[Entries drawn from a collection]
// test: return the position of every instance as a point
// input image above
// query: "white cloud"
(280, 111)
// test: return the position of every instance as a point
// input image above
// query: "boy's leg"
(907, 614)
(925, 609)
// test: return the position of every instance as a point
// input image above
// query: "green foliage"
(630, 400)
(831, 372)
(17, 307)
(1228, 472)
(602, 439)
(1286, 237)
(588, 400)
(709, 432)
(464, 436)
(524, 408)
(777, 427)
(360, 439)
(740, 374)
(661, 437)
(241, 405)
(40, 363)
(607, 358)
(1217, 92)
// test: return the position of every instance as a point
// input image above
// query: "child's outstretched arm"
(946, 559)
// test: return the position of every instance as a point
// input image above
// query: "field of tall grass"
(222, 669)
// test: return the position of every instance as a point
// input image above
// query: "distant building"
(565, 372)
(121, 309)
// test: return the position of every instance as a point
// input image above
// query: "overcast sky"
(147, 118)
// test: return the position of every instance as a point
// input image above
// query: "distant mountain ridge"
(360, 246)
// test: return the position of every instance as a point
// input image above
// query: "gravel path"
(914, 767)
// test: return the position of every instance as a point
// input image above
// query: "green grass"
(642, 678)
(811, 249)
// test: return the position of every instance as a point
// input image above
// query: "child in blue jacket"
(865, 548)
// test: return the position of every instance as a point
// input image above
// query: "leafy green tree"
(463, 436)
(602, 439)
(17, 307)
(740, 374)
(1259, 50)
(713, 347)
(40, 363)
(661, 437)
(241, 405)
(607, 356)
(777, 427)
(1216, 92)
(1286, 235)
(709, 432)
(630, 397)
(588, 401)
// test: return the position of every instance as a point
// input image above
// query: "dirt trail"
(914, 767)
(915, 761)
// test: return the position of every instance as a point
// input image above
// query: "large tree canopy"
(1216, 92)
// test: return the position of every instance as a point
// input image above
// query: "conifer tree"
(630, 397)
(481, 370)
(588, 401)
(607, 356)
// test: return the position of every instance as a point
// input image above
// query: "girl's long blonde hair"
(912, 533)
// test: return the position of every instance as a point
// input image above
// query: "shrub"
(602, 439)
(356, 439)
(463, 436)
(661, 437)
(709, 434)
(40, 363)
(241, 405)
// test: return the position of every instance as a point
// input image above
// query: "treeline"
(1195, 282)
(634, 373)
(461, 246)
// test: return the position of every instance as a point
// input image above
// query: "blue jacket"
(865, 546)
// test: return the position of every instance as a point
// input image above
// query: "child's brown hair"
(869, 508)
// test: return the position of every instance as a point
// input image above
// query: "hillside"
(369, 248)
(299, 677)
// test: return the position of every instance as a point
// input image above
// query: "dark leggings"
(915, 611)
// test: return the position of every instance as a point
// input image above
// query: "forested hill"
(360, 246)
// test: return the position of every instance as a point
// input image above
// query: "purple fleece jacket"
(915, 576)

PROBLEM TO SOLVE
Extract every line above that contains the string "child". Matching is case-sensitive.

COMPLETE RESPONSE
// query: "child's outstretched arm"
// query: "child in blue jacket"
// query: "child's brown hair"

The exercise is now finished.